DOCUMENT EXCERPT.
________________________________________
Seropositive bucks and within-herd prevalence of small ruminant lentivirus infection

Introduction

Small ruminant lentivirus (SRLV) is a group of retroviruses (Family Retroviridae, Genus Lentivirus) that infect sheep, goats and are responsible for causing maedi-visna disease in sheep and caprine arthritis-encephalitis (CAE) in goats.
Although SRLV mainly spreads vertically through the ingestion of contaminated colostrum and milk, it is evident that horizontal transmission plays an important role in the spread of CAE regardless of a goat’s age [1, 2]. In herds where kids are fed only with virus-free milk, it was found that the within-herd incidence of SRLV-infection increased, indicating horizontal transmission [3-5]. The two main horizontal routes of transmission are via respiratory secretions [6] and milk [7, 8] as both the lungs and the udder are target organs for SRLV infection. Sexual transmission is possible but has not been proven. There are no reports of infection of does by SRLV-positive bucks through natural mating, but infection of does by artificial insemination with SRLV positive semen has been confirmed [9]. SRLV nucleic acid has been identified in the seminal fluid, non-spermatic cells and preputial swabs of bucks [10-13]. Two studies imply that SRLV-infected bucks play an important role in horizontal SRLV transmission. Truchetti et al. [14] demonstrated not only RNA and proviral DNA of SRLV but also expression of viral antigens in most of the organs of the reproductive tract of naturally infected bucks. Al Ahmad et al. [15] showed that goat uterine epithelial cells were susceptible to SRLV infection in vivo.
A cross-sectional study was carried out to investigate the relationship between presence of SRLV-seropositive bucks and seroprevalence of SRLV infection in does in herds.

Material and methods

The sampling frame included 76 goat herds which tested positive for SRLV infection between 1996-2014. The size of the herds ranged from 10 to 600 adult females with a median of 60 (interquartile range 30 to 115). A simple random sample of adult female goats from each herd was selected to allow detection of at least one seropositive animal at the expected within-herd seroprevalence of 10% and 95% confidence level [16]. Sample size ranged from 7 to 68 individuals with a median of 18 (interquartile range 11-30). All males present in a herd were also enrolled in the study.
The animals were screened with one of three commercial immunoenzymatic tests: indirect ELISA Checkit CAEV/MVV (Dr. Bommeli AG, Bern, Switzerland) between 1996-2014, indirect Pourquier ELISA Maedi-Visna/CAEV Serum Verification (Institut Pourquier, France) in years 2007-2010, and ID Screen® MVV-CAEV Indirect Screening ELISA (IDvet Innovative Diagnostics, France) between 2011-2012. To obtain true seroprevalence apparent seroprevalence was adjusted by the sensitivity and specificity of the ELISA test used. They were 84% and 100%, respectively, for both the Bommeli and Pourquier ELISAs [17], and 91.7% and 98.9%, respectively, for the ID Screen ELISA [18].
________________________________________
Data items:
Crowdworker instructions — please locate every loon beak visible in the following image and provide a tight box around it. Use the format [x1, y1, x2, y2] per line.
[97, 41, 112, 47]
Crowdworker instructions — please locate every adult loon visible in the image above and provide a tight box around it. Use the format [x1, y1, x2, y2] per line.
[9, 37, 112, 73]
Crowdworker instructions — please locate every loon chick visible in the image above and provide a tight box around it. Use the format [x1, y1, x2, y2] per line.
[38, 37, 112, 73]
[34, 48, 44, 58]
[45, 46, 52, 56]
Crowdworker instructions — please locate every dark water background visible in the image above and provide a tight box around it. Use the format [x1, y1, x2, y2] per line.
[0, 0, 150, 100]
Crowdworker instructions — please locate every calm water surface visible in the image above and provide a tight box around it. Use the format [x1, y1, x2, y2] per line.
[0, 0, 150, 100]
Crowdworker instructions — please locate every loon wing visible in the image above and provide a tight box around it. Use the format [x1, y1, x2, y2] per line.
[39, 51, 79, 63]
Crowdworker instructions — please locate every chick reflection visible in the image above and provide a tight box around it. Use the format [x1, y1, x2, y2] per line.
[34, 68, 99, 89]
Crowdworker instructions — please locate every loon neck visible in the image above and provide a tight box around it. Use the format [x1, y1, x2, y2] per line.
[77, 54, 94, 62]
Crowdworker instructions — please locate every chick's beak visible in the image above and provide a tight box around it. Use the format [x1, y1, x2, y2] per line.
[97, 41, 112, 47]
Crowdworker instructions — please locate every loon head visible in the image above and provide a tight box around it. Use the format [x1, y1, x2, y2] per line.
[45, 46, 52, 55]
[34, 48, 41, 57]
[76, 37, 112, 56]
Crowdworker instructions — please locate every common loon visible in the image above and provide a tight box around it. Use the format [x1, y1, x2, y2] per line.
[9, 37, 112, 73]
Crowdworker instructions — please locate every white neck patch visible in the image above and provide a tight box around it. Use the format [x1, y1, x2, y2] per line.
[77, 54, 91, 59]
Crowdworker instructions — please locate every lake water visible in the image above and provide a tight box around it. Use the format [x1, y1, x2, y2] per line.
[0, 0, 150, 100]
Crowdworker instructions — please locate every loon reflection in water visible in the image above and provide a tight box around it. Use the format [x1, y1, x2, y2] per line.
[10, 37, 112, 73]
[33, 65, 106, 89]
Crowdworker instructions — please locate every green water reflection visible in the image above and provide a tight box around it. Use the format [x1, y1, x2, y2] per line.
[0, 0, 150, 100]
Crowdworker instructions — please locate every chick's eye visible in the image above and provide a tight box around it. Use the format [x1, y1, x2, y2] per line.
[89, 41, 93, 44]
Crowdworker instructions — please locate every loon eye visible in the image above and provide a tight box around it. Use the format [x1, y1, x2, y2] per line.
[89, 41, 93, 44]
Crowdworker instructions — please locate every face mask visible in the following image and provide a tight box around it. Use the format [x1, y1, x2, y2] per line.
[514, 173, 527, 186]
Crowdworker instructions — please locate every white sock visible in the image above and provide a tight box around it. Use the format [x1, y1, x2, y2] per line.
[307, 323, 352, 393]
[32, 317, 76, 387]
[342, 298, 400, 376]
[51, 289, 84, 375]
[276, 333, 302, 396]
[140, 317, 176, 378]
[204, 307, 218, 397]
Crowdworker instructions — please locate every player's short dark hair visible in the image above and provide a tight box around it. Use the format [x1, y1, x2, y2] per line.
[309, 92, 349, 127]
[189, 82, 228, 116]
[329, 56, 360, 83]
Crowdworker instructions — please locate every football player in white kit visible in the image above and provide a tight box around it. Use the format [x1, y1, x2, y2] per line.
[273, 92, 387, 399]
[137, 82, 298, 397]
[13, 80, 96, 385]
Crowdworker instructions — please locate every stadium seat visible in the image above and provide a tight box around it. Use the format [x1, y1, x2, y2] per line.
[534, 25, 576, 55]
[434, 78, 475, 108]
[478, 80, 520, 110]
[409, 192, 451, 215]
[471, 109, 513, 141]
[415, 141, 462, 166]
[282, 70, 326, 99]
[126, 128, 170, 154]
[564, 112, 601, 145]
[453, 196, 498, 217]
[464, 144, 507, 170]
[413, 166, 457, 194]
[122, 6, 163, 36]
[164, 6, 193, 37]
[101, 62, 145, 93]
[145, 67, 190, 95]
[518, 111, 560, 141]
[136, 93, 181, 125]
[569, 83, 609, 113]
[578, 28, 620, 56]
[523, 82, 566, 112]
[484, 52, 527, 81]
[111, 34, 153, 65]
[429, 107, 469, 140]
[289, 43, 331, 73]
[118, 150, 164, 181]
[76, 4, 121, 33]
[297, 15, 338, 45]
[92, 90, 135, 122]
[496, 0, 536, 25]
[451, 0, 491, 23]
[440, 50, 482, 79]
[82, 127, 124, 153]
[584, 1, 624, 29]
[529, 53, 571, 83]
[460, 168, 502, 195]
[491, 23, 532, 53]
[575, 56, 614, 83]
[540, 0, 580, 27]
________________________________________
WHAT IS REQUIRED.
According to the text on small ruminant lentivirus infection in goat herds, how many goat herds made up the sampling frame? The data items have no connection to the text about small ruminant lentivirus.

ANSWER FOR THE TASK.
76 goat herds, all of which tested positive for SRLV infection between 1996 and 2014.